— TASK BRIEF —
Identify each line in the material below that contains the string "tree" and copy every such line.

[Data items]
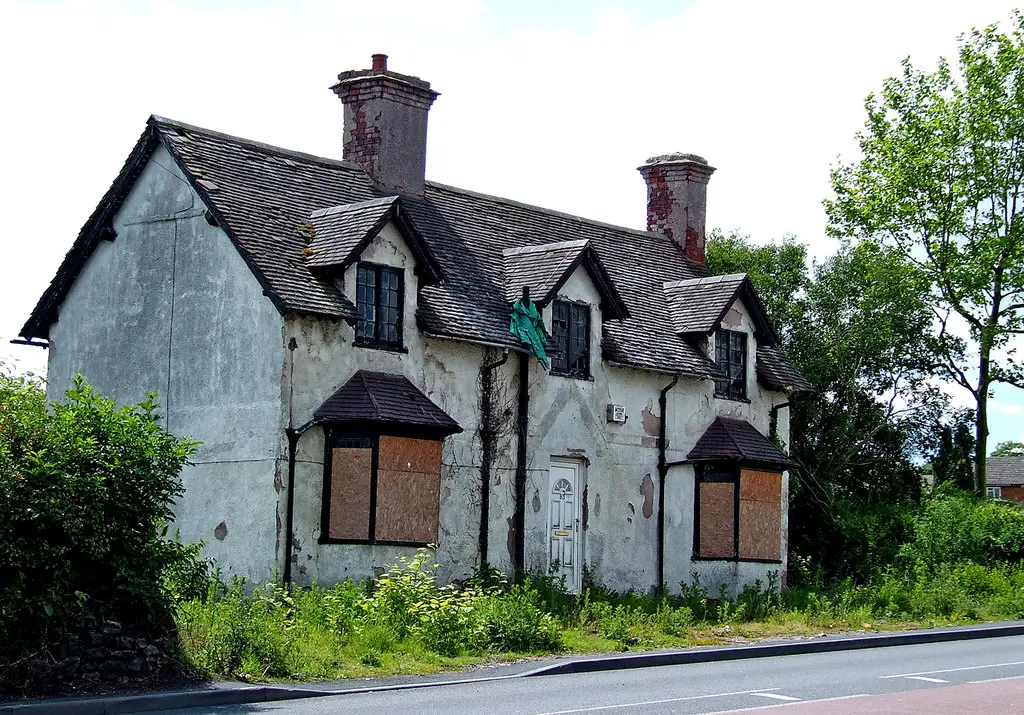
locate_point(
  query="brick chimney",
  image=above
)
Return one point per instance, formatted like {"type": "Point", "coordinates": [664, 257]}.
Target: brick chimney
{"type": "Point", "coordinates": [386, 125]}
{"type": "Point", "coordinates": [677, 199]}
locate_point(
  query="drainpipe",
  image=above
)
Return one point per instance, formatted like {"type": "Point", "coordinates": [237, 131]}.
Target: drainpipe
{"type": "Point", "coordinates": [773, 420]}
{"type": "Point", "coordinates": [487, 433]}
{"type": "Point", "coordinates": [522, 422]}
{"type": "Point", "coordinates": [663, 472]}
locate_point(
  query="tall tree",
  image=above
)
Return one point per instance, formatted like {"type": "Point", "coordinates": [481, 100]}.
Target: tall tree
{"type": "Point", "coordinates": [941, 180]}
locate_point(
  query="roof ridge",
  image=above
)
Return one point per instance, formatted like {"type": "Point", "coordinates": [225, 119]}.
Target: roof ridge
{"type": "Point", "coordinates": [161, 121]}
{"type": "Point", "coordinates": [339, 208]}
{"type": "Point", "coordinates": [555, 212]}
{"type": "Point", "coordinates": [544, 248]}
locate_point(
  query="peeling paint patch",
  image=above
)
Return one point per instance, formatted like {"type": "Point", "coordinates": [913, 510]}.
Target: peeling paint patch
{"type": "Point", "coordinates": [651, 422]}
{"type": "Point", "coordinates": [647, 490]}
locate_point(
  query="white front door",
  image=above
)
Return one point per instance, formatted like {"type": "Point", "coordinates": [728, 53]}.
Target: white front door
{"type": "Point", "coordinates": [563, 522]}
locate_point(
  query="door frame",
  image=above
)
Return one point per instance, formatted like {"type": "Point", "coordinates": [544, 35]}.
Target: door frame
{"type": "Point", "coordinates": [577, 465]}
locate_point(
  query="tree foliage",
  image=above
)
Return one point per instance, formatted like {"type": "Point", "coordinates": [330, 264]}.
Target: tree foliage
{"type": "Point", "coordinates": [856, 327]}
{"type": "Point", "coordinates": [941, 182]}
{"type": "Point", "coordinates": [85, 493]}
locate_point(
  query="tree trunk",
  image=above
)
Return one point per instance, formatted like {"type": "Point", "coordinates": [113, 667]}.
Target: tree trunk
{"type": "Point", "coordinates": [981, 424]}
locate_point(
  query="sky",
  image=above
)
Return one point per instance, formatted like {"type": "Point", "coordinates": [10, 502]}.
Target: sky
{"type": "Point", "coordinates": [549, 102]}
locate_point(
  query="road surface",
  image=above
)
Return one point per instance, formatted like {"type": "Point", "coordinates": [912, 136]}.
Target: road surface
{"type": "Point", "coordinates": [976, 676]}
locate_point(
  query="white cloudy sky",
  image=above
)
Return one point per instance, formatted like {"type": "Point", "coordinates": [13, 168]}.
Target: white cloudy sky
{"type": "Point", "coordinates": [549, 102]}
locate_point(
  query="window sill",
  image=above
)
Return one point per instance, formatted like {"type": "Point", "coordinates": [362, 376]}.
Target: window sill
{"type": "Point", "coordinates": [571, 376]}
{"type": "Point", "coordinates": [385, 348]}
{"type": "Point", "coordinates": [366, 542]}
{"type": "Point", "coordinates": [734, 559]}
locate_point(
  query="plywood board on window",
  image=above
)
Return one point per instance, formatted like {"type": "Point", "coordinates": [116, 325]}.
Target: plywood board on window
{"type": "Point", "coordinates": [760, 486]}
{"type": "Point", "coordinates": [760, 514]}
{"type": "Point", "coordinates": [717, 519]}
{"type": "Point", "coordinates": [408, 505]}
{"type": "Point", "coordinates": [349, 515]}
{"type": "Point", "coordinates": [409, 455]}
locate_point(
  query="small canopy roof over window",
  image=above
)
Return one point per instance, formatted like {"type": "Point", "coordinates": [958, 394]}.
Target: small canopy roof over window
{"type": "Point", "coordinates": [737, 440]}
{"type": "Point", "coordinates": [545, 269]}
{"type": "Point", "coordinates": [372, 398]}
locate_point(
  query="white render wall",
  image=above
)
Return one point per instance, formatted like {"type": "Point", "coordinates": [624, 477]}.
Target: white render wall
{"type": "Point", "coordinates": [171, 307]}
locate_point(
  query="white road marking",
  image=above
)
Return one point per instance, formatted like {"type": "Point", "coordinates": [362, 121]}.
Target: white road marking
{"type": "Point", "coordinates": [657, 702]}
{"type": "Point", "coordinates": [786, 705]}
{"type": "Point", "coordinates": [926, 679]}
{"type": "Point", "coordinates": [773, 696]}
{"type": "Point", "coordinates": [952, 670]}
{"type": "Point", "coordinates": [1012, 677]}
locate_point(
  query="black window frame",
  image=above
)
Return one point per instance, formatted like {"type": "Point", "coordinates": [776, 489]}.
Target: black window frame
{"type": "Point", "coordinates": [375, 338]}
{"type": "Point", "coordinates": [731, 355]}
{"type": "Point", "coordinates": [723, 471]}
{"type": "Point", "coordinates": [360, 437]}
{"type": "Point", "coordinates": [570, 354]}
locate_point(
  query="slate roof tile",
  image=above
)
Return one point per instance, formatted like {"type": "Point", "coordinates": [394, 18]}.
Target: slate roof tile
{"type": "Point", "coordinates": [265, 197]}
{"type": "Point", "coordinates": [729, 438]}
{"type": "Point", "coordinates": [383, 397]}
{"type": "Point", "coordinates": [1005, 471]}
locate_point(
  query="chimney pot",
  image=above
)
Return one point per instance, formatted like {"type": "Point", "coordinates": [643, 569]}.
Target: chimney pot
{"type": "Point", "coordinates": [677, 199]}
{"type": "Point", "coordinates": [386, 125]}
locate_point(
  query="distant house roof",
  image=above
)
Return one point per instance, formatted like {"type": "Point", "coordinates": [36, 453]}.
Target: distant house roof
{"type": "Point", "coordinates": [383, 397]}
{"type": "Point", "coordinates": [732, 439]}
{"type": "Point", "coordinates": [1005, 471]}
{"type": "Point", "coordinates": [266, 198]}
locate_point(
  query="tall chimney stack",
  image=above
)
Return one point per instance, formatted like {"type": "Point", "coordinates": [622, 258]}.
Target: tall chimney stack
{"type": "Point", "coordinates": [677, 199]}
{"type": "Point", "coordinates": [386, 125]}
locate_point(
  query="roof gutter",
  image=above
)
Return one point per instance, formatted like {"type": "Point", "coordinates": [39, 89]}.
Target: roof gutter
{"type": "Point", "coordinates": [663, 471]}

— PROBLEM SOLUTION —
  query="tall tree",
Target: tall tree
  query="tree foliage",
Target: tree foliage
  query="tree trunk",
Target: tree trunk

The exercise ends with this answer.